Passage to read:

Charlie Parker said:


> I learned something new. I've never heard this expression used of a woman. In my part of the world, it is only used of men, particularly, short, stocky men, or small men who are nevertheless very muscular.



Funny, I being also Canadian, have heard it only in reference to women of 'sculptural beauty'.  >> bâtie comme une déesse grecque? 

And I've also never heard '_armoire à glace_' applied to a woman.


----------



## bing181

Charlie Parker said:


> I learned something new. I've never heard this expression used of a woman. In my part of the world, it is only used of men, particularly, short, stocky men, or small men who are nevertheless very muscular.



Me neither, and agree with your definition.

(late to thread ….)


----------



## petit1

elle est bâtie en force  
elle a une carrure d'athlète
Pour un homme OK, mais une femme ne sauterait pas de joie avec un tel "compliment". (Genre bûcheronne, quoi!)


----------



## Micia93

Tout dépend si cette expression s'applique à une femme genre Jane Mansfield ou à une femme lanceuse de poids!


----------



## CarlosRapido

Where I come from, the image of brick shithouse applies to Jane Mansfield type women, not to squat, solid female hammer throwers.


----------



## Micia93

so, the word "plantureuse" or "bien charpentée" might be the best in this case


----------



## petit1

épanouie ???


----------



## Micia93

A ce moment, il faut rajouter "formes" sinon, ce pourrait être pris au sens figuré : "elle a des formes épanouies"


----------



## ain'ttranslationfun?

I've never heard this expression used of a man, only by men of a woman who is "sacrément bien foutue", has a voluptuous figure, is "bien roulée". You'd never say it to a woman's face, unless you wanted your own slapped, or had had one too many. "Plantureuse" and "du monde au balcon" refer only to a woman's mammary attributes, but "built like a brick shithouse" means she's "round in all the appropriate places", well-built, "stacked". I have heard "canon" applied to women, but "armoire à glaces", only to men, nor can I recall having heard a man described by another man as "built like a brick shithouse". The reference to a shithouse in this context remains a mystery. For all I know, though (turn about is fair play), _mesdames _do say this of a hunk; I thought "beefcake" referred more to a style of male pinups than to an individual.

Instructions to follow:
Carry on the forum thread about French words for a sturdy or shapely build from the point where it stops. You can leave the entries aside; they play no part here.

Records shown:
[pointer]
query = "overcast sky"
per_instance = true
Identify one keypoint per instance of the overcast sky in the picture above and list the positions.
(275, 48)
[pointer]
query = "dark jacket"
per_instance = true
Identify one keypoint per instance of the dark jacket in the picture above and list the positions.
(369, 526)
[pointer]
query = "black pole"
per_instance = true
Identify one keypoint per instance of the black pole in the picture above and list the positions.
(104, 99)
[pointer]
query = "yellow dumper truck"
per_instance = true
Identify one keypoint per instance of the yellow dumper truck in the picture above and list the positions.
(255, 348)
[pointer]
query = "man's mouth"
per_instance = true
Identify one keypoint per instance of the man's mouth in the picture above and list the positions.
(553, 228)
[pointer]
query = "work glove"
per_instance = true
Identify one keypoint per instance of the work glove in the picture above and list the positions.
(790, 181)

...

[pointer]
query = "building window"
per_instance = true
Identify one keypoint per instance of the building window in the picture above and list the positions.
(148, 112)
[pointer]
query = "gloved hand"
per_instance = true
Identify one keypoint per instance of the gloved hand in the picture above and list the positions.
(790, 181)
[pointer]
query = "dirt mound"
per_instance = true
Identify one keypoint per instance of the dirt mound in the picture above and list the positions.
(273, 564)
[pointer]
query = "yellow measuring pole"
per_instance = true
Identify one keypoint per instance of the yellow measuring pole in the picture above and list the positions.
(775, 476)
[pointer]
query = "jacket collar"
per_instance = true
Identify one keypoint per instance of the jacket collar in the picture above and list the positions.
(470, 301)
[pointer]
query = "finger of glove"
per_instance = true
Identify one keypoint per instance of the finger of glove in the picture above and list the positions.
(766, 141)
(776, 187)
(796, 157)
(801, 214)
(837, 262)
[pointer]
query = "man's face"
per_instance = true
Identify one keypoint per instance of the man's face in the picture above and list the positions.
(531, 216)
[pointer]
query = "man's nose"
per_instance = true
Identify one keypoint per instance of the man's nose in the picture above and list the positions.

--

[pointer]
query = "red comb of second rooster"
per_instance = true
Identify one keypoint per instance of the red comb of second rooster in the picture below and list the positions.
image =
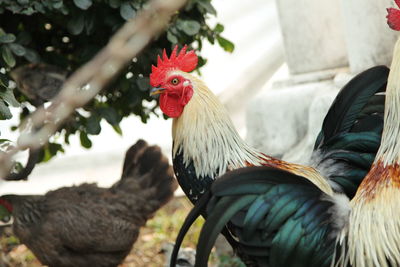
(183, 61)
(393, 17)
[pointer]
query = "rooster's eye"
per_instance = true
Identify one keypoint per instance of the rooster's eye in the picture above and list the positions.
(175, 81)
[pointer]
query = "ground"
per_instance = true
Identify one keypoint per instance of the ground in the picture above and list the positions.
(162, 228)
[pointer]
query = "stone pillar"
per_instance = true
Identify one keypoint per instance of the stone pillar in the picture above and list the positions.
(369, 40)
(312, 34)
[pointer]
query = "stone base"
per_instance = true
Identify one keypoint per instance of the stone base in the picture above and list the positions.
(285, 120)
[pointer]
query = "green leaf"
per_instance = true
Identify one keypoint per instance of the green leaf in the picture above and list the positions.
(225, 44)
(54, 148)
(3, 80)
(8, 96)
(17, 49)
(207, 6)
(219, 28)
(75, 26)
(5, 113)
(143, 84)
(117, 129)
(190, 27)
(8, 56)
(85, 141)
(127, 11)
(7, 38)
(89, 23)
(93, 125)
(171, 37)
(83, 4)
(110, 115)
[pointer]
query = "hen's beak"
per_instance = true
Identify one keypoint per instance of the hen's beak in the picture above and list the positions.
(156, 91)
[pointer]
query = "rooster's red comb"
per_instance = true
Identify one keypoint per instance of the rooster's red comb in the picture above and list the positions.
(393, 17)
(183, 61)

Exercise output:
----------



## Micia93

"plantureuse" doesn't refer only to mammary attributes, but to bottom, hinches ...


----------



## archijacq

elle est belle comme un camion


----------



## CarlosRapido

Un visage qui cherche une baffe, Archijacq ? 

@ Micia - hinches?? re  

The first meaning of_ plantureuse_ is busty, but we tend to forget that it may also translate as buxom (healthy, plump, cheerful, and lively) - of generous proportions>>_q__ui est bien en chair, qui a des formes pleines, rebondies_; which aptly describes a brick shithouse.


----------



## ain'ttranslationfun?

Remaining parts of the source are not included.